Problem to work on
Copy the records below word for word. Start with the line that contains "Practice. Indicate each instance of the dark" and continue through the line that contains "x=407, y=130", including both of those lines.

Data excerpts
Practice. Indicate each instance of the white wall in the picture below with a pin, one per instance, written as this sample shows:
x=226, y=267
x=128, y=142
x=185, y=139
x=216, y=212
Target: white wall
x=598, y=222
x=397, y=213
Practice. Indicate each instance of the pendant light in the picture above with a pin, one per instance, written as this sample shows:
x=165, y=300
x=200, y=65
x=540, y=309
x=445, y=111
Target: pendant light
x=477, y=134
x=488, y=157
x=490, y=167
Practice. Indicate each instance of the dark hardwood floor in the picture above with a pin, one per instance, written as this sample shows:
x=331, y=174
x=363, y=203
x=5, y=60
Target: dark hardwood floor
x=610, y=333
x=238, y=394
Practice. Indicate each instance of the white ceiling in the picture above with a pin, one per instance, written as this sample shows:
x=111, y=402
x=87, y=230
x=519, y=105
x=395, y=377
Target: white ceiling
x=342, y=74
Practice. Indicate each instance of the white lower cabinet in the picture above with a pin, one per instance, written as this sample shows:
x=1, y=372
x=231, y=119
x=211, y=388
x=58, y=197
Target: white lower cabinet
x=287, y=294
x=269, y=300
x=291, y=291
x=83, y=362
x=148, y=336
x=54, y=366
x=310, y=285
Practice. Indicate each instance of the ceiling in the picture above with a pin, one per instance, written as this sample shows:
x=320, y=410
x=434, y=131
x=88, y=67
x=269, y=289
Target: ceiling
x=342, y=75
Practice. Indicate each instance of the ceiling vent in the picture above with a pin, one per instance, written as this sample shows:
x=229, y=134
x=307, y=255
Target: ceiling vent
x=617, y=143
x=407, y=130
==
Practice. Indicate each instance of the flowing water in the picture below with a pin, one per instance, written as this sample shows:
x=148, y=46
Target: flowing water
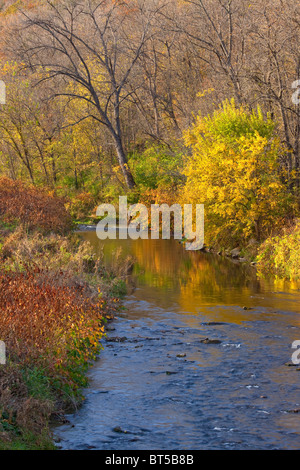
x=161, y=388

Exercise output
Practice. Indicate each instance of the dark hardwood floor in the picture above with a pin, one per instance, written as this sample shows:
x=331, y=174
x=363, y=203
x=5, y=60
Target: dark hardwood floor
x=610, y=333
x=238, y=394
Practice. Indicate each instance of the white ceiling in the picture above with a pin, one per instance, written as this sample shows:
x=111, y=402
x=87, y=230
x=519, y=105
x=395, y=377
Target: white ceiling
x=342, y=74
Practice. Indicate each instance of the white lower cabinet in the picture above with a pin, one per instance, written as this sample shows:
x=1, y=372
x=231, y=119
x=211, y=388
x=58, y=197
Target: white lower cabinet
x=287, y=294
x=269, y=300
x=291, y=291
x=83, y=362
x=148, y=336
x=54, y=366
x=310, y=285
Practice. Indicate each instance of the ceiling in the picture above with a pin, one per instance, written as this sample shows:
x=320, y=410
x=434, y=131
x=88, y=67
x=269, y=289
Target: ceiling
x=342, y=75
Practice. Indicate each instance of the ceiling vent in the picture above with a pin, one per instance, written as this sample shows:
x=229, y=134
x=307, y=255
Target: ceiling vent
x=617, y=143
x=407, y=130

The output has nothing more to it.